◆ **TO BE DONE**
Quote the listing below verbatim, and leave the pictures out of your answer.

◆ **RECORDS FOR THIS EXERCISE**
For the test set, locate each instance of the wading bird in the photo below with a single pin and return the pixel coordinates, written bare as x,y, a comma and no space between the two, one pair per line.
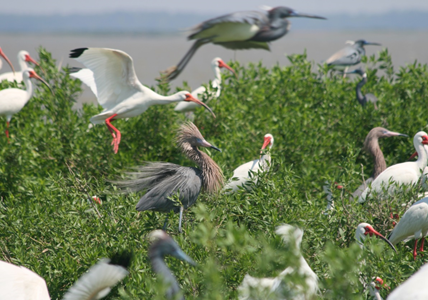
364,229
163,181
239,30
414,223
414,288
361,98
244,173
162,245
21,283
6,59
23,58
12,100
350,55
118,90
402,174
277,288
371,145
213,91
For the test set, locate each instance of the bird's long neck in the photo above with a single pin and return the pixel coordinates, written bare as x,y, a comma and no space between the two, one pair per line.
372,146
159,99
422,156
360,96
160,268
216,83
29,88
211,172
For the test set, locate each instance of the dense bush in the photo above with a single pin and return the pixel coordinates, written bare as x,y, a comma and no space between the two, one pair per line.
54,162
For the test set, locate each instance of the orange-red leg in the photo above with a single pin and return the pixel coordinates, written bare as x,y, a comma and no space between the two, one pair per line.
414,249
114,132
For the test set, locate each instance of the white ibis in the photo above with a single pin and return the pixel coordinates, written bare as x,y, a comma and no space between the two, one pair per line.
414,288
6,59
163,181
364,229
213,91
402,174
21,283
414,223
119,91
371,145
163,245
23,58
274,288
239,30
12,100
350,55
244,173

◆ **EXPECTED ANSWER**
For the test set, locate each instance of the wading bird in the photo below with a single pin and return the pixel coordinates, written bare as x,y, a comma and no space between the two, one pair per line.
364,229
163,181
239,30
414,223
414,288
361,98
244,173
162,245
21,283
6,59
23,58
12,100
350,55
118,90
402,174
277,288
371,145
213,91
For the test set, locate each instance of the bird's long neck in the photo above with a single pin and return the pixel coordinates, written bare as x,y, a comma and no space between the two, one pair per line.
372,146
159,99
422,156
360,96
160,268
216,83
29,88
211,172
For the test set, locate each instance of the dense bush in the photo above with a single pin and return the pixel coordinates, written bare as x,y, a comma and no space between the two, one pair per line.
54,162
For the test set, locate each instance of the orange-red leg in the photo above with a single pin and return the pixel coordinates, written bare as x,y, a comma and no space between the two, one pair per line.
414,249
114,132
For the test set, locate each instance of the white ibis in the photo above with a single pin and return the pixel coordinates, written bare as x,y, a comma and no space between the two, one pair per line.
414,288
6,59
163,181
364,229
213,91
402,174
21,283
414,223
119,91
371,145
163,245
23,58
274,288
239,30
12,100
350,55
244,173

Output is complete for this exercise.